Assignment
Can you reproduce the passage about the Mayor word for word, from the portion between "The Professor sniffed." and "views go unchallenged.", inclusive?

Supplied text

The Professor sniffed. "I wasn't so much talking about confession per se, but making a point about the unsuitability of the Mayor. His popularity remains a mystery."

"I don't find it so," I replied.

At this point Eustacia shot me a warning glance, but I was not going to let the Professor's views go unchallenged.

I said, "What a great many people, particularly in the fields of academe and the media, have lost sight of is the tremendous weight taxpayers give to the sound use of their money. The present Mayor is certainly, like Becky Sharp in Thackeray's Vanity Fair, "no angel,"** but he has never personally benefitted from any municipal funds, and, indeed, has brought the city a balanced budget while at the same time always stressing the importance of value for money. Taxpayers appreciate this frugality, and are loathe to return to an era where their money is used to benefit a councillor's pet project, rather than the city's needs. Surely you would agree.?"

"I continue to say the man is a menace."

Data
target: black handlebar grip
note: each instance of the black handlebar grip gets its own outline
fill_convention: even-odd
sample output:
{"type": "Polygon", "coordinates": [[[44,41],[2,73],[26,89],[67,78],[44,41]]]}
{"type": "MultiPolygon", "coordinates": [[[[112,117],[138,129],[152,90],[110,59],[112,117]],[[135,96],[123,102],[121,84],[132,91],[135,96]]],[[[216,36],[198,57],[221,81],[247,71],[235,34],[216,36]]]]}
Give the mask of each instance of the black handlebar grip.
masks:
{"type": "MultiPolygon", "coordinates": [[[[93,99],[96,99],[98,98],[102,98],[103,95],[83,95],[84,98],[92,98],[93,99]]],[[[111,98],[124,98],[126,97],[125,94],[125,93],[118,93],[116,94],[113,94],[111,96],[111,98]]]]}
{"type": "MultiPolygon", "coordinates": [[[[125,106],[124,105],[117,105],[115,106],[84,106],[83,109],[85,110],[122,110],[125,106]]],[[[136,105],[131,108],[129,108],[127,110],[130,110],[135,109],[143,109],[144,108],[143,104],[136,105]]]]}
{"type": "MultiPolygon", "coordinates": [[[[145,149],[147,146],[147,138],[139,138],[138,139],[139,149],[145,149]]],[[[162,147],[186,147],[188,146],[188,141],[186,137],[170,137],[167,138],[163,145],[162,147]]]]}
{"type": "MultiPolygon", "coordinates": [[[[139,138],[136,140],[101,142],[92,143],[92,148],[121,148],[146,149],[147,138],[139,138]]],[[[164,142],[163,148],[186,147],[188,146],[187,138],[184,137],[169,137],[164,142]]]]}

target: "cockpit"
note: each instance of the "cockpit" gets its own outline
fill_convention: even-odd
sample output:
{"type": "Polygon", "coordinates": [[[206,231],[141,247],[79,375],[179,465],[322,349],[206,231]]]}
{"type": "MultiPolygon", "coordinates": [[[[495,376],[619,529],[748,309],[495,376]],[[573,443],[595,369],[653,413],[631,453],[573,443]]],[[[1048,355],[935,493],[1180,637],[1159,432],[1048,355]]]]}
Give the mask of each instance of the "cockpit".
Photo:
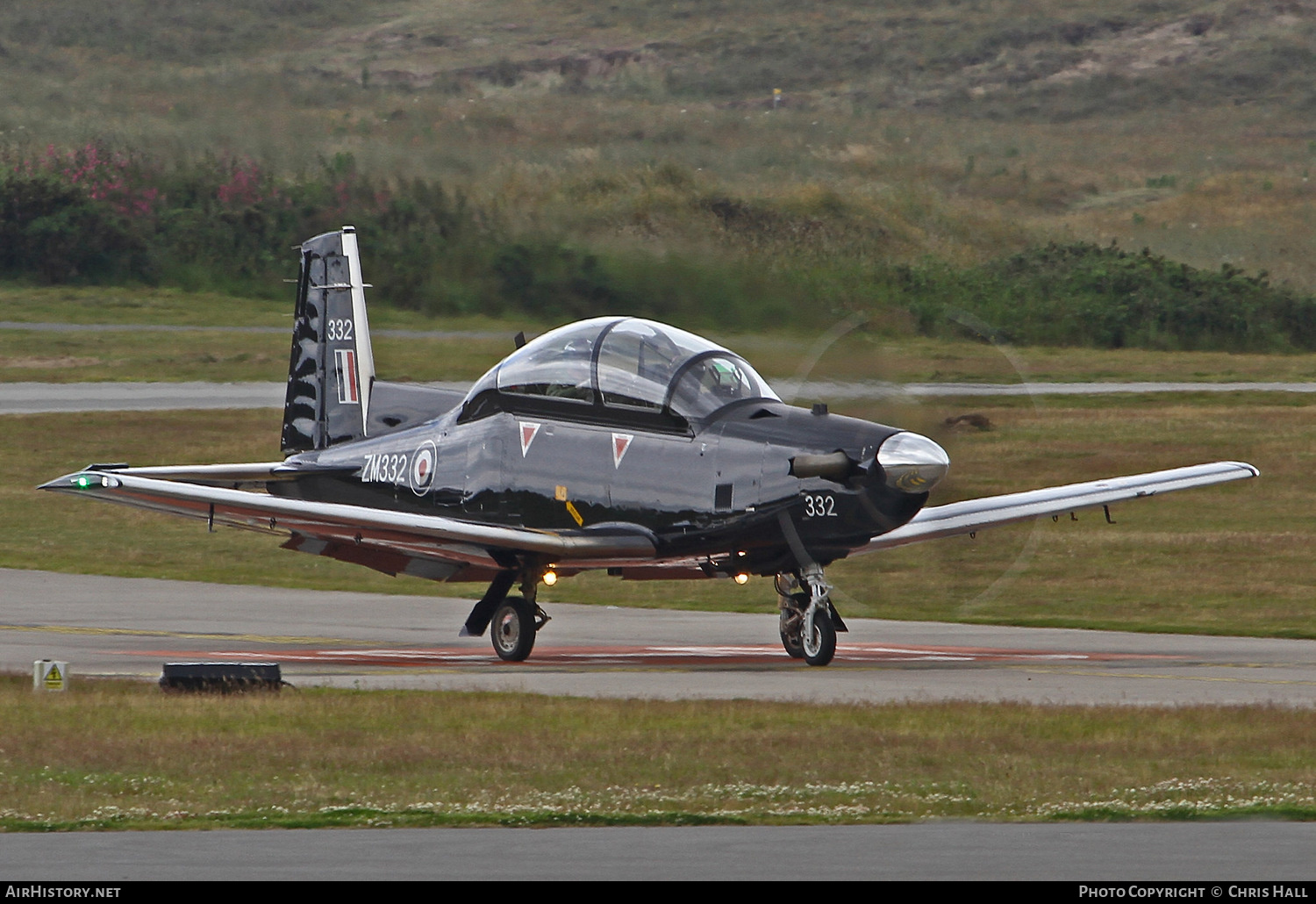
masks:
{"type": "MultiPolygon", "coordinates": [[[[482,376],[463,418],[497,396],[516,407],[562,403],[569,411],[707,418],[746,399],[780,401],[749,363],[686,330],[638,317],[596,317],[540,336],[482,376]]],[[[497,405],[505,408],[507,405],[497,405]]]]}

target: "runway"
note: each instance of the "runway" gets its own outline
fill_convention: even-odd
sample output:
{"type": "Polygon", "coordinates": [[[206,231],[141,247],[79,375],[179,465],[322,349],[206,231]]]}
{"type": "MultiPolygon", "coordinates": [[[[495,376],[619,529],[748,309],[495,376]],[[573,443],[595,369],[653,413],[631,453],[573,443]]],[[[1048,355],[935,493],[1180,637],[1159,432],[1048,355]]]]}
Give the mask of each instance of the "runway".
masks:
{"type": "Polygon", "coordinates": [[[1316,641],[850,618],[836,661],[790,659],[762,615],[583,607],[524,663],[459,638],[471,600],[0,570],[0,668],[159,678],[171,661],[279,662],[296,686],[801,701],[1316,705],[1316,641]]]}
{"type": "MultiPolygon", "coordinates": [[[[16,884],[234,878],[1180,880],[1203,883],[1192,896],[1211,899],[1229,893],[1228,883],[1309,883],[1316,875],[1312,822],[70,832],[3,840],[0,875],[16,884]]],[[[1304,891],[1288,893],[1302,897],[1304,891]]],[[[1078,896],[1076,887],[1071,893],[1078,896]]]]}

Solution to this problem
The Professor sniffed. "I wasn't so much talking about confession per se, but making a point about the unsuitability of the Mayor. His popularity remains a mystery."

"I don't find it so," I replied.

At this point Eustacia shot me a warning glance, but I was not going to let the Professor's views go unchallenged.